[proofplan]
We prove the optimality conditions by formulating the minimum-cost flow problem as a linear program and applying LP duality. The dual variables associated with the flow conservation constraints are the node potentials $\pi_i$. We show that the stated conditions on the reduced costs $\bar{c}_{ij} = c_{ij} - \pi_i + \pi_j$ are exactly the complementary slackness conditions for the primal-dual LP pair, and then invoke the equivalence between complementary slackness and simultaneous primal-dual optimality.
[/proofplan]
[step:Write the minimum-cost flow problem as a linear program]
The minimum-cost flow problem on a directed graph $G = (V, E)$ with $|V| = n$ nodes is:
\begin{align*}
(\text{Primal}) \qquad \min_{x} \quad & \sum_{(i,j) \in E} c_{ij} x_{ij} \\
\text{subject to} \quad & \sum_{j:(i,j) \in E} x_{ij} - \sum_{j:(j,i) \in E} x_{ji} = b_i \quad \text{for all } i \in V, \\
& \underline{m}_{ij} \leq x_{ij} \leq \overline{m}_{ij} \quad \text{for all } (i,j) \in E,
\end{align*}
where $b_i$ is the supply (positive) or demand (negative) at node $i$, and $\underline{m}_{ij}$, $\overline{m}_{ij}$ are the lower and upper capacity bounds on edge $(i,j)$.
Rewrite the capacity constraints using non-negative slack variables. For each edge $(i,j) \in E$, set $x_{ij} = \underline{m}_{ij} + s_{ij}$ where $0 \leq s_{ij} \leq \overline{m}_{ij} - \underline{m}_{ij}$. Equivalently, introduce upper bound constraints: $s_{ij} + t_{ij} = \overline{m}_{ij} - \underline{m}_{ij}$ with $s_{ij}, t_{ij} \geq 0$.
[guided]
The minimum-cost flow problem has two types of constraints: flow conservation at each node, and capacity bounds on each edge. To apply LP duality cleanly, we need to identify which constraints produce which dual variables.
The flow conservation constraints $\sum_{j:(i,j) \in E} x_{ij} - \sum_{j:(j,i) \in E} x_{ji} = b_i$ are equality constraints, one per node. Their dual variables will be the node potentials $\pi_i$.
The capacity constraints $\underline{m}_{ij} \leq x_{ij} \leq \overline{m}_{ij}$ are inequality constraints, two per edge (a lower bound and an upper bound). Their dual variables will give rise to the complementary slackness conditions.
[/guided]
[/step]
[step:Form the dual LP and identify the node potentials]
Assign an unrestricted dual variable $\pi_i$ to each flow conservation constraint (one per node $i \in V$), a dual variable $\alpha_{ij} \geq 0$ to each lower capacity constraint $x_{ij} \geq \underline{m}_{ij}$, and a dual variable $\beta_{ij} \geq 0$ to each upper capacity constraint $x_{ij} \leq \overline{m}_{ij}$.

§ Problem description:
Print the passage of the minimum-cost flow proof starting at "Rewrite the capacity" and ending at "which dual variables.", word for word.

§ Data records:
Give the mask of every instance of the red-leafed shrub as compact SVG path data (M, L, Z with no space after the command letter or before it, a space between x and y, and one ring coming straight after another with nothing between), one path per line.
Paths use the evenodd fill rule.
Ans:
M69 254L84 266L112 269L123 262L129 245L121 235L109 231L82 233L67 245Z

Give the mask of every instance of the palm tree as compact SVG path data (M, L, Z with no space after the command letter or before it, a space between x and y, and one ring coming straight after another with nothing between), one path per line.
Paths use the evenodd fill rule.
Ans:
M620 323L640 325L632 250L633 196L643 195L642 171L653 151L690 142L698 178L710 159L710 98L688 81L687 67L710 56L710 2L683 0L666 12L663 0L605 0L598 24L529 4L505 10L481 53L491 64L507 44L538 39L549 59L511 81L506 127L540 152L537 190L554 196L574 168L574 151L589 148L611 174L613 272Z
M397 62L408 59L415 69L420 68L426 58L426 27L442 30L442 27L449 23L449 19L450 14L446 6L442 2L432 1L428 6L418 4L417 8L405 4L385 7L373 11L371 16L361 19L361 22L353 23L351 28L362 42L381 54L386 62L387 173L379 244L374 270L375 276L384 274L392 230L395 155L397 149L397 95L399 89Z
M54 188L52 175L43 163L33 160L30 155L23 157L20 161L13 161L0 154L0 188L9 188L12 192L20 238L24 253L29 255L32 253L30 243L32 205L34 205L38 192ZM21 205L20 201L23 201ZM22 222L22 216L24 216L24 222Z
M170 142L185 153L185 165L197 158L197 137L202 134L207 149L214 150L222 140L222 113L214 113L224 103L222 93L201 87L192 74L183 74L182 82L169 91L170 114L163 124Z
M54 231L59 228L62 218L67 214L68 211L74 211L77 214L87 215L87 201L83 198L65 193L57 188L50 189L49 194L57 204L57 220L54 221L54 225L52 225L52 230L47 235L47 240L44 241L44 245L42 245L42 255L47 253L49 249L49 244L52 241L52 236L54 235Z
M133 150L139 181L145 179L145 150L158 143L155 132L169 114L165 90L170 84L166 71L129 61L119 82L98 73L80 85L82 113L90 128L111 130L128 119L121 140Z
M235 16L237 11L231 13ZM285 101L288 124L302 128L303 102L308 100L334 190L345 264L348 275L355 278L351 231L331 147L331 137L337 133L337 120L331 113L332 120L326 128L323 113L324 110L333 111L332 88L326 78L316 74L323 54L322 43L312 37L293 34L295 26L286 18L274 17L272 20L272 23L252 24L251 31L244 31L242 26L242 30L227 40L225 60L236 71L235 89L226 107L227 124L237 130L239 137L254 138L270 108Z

§ Solution:
Rewrite the capacity constraints using non-negative slack variables. For each edge $(i,j) \in E$, set $x_{ij} = \underline{m}_{ij} + s_{ij}$ where $0 \leq s_{ij} \leq \overline{m}_{ij} - \underline{m}_{ij}$. Equivalently, introduce upper bound constraints: $s_{ij} + t_{ij} = \overline{m}_{ij} - \underline{m}_{ij}$ with $s_{ij}, t_{ij} \geq 0$.
[guided]
The minimum-cost flow problem has two types of constraints: flow conservation at each node, and capacity bounds on each edge. To apply LP duality cleanly, we need to identify which constraints produce which dual variables.